==== Data provided

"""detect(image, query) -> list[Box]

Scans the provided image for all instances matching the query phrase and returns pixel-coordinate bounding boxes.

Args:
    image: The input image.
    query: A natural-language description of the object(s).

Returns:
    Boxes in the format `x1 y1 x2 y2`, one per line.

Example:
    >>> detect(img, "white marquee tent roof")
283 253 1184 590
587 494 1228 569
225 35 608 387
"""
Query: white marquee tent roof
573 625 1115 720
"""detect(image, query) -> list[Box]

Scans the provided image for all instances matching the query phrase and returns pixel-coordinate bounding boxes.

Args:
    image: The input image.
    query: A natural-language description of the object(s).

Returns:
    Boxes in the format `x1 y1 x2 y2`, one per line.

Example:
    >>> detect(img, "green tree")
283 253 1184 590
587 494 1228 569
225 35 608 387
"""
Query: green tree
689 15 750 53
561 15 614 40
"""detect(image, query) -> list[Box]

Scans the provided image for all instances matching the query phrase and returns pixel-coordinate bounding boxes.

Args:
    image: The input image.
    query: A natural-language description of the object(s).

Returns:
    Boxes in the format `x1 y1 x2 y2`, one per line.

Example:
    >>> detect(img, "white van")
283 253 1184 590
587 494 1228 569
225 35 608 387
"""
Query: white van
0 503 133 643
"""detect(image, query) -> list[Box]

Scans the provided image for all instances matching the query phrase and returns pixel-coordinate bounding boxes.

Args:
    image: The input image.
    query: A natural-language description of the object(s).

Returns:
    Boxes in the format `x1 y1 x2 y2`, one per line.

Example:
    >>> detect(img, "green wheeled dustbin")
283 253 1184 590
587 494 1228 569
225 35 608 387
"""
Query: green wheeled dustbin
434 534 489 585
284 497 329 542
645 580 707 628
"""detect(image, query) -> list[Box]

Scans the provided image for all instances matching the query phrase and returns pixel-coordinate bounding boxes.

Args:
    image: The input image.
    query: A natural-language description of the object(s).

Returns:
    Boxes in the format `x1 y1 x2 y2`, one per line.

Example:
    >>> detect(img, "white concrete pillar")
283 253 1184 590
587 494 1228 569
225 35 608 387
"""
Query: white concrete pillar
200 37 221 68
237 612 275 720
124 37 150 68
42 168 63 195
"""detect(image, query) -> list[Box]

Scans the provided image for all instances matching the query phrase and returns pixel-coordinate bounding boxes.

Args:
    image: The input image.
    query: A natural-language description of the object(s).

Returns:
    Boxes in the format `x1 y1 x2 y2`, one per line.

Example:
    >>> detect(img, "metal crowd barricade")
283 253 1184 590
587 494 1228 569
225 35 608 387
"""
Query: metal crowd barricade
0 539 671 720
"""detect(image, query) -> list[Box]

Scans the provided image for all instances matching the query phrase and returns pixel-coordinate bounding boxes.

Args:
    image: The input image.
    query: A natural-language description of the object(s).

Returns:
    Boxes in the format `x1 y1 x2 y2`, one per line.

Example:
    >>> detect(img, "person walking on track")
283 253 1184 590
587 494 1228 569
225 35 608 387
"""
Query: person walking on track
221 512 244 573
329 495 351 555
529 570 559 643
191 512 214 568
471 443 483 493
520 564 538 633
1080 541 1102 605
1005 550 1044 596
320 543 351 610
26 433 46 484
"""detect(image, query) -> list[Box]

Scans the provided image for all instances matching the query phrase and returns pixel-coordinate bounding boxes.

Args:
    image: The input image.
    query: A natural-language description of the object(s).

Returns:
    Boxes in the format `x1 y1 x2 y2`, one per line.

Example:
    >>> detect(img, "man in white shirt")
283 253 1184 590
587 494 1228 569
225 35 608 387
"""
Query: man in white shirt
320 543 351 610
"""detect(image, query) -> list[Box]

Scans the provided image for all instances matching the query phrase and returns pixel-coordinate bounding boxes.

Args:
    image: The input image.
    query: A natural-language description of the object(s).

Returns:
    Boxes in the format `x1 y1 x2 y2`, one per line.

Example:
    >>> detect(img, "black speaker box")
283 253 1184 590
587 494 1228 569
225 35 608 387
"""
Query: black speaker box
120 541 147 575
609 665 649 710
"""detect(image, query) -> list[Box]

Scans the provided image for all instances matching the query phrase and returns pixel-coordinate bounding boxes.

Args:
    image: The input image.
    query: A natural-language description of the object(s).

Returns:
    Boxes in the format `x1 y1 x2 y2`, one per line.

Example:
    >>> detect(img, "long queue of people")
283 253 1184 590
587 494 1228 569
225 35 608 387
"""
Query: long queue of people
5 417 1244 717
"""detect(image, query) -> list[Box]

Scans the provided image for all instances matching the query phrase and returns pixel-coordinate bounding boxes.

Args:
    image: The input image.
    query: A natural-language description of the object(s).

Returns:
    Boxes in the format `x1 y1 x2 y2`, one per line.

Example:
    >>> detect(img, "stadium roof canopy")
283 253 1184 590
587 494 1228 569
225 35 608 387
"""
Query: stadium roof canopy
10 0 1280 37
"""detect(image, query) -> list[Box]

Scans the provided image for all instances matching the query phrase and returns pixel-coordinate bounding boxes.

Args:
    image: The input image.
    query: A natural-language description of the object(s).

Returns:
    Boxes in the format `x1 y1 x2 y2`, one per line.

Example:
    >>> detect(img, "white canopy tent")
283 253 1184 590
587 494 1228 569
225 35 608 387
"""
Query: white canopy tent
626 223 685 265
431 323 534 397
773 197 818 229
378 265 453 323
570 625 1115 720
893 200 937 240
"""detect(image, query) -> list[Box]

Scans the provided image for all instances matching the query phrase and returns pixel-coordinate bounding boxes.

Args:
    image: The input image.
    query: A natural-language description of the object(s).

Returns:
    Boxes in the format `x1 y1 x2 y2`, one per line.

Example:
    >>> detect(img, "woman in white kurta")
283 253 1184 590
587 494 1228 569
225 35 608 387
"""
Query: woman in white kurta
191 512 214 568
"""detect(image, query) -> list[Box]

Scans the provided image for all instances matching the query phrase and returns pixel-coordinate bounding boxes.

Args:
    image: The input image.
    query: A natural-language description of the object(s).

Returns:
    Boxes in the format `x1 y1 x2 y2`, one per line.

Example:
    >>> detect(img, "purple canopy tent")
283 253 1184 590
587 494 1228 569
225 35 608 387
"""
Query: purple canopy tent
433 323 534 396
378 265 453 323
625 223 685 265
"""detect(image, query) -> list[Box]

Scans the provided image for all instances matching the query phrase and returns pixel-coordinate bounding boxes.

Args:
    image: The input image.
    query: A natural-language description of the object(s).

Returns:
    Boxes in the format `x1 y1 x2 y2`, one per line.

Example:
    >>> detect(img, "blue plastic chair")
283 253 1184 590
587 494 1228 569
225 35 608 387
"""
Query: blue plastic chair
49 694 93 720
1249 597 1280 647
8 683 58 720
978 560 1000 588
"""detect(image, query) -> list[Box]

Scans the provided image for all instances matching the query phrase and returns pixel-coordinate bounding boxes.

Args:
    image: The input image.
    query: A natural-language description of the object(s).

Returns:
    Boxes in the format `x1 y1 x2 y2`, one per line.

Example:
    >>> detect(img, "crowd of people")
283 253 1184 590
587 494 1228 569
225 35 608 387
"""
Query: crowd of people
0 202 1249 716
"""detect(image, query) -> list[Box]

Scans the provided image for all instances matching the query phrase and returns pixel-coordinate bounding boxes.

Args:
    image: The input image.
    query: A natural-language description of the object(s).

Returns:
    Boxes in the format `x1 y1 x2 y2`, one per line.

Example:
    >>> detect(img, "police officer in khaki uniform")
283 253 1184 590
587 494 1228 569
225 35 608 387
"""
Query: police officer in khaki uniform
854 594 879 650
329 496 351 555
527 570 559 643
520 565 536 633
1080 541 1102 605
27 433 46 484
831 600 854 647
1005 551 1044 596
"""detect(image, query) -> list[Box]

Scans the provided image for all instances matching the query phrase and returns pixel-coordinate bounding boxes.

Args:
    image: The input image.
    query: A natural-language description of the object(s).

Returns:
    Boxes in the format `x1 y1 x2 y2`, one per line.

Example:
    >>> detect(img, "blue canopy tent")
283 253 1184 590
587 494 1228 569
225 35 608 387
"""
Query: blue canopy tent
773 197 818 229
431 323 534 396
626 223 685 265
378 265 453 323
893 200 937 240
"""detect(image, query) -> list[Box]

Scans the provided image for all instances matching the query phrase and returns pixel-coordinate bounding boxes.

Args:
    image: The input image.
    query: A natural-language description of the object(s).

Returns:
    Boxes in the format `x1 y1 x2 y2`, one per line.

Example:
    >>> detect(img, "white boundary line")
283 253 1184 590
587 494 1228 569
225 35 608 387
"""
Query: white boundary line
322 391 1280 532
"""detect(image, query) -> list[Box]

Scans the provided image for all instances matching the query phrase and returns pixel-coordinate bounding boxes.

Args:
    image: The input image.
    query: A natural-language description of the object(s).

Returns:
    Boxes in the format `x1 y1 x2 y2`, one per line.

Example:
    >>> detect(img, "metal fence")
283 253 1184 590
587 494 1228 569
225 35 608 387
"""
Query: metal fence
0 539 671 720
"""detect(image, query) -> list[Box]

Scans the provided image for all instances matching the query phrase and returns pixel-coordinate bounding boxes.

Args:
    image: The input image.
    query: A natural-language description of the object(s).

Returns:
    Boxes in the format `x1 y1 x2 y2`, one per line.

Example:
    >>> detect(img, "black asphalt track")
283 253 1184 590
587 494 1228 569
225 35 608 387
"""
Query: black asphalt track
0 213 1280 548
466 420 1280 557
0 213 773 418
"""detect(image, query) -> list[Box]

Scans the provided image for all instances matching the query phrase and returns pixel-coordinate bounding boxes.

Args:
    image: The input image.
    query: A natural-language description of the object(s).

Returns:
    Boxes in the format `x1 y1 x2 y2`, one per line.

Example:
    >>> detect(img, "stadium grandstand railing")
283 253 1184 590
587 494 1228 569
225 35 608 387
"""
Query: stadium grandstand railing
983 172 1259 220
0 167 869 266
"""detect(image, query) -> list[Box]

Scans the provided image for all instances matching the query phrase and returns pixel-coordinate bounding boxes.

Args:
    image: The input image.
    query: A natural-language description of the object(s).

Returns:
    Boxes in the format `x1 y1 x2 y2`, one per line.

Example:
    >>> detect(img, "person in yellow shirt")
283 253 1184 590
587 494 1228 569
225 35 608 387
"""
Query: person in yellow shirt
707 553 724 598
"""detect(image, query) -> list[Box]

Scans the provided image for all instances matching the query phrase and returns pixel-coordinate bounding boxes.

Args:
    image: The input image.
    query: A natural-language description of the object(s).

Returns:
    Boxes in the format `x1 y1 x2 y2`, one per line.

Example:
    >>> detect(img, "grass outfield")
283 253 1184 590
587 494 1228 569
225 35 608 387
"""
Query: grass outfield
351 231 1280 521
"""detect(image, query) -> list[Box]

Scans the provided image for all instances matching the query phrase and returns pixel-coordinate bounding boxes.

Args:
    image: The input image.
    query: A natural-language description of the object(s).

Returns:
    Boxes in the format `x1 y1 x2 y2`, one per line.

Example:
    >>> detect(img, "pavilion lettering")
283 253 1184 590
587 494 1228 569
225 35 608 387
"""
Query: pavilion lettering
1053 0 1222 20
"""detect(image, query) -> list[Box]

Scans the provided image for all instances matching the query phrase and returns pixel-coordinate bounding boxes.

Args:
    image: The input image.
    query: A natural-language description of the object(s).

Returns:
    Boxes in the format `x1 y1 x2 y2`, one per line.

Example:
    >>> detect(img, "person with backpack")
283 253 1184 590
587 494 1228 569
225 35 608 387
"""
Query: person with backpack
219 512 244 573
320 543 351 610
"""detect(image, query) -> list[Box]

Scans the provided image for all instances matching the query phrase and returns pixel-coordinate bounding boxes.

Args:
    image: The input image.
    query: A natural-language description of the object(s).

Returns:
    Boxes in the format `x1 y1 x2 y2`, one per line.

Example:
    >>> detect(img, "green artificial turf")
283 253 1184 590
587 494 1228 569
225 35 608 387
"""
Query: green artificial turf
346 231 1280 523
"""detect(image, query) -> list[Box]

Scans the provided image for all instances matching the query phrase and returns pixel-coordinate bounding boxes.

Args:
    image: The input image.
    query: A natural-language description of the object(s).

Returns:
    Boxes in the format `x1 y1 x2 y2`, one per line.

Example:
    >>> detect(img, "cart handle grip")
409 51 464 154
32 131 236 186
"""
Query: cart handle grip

========

Your task: Please put the records, starting at their first line and ending at the line that contains "573 625 1115 720", into a Markdown table with a Row column numbering each line and a Text column holding the line itself. Leave out blank lines.

Output of the exercise:
| Row | Text |
|---|---|
| 1 | """detect(image, query) -> list[Box] |
| 2 | Scans the provided image for all instances matching the query phrase and returns pixel-coordinate bounding boxes. |
| 3 | Args: |
| 4 |     image: The input image. |
| 5 |     query: A natural-language description of the object(s). |
| 6 | Returns: |
| 7 |     Boxes in the format `x1 y1 x2 y2`, one per line. |
| 8 | Example: |
| 9 |     >>> detect(img, "white marquee tent roof") |
| 10 | 283 253 1184 590 |
| 11 | 587 494 1228 569 |
| 12 | 225 35 608 387 |
| 13 | """ |
| 14 | Query: white marquee tent roof |
| 15 | 573 625 1115 720 |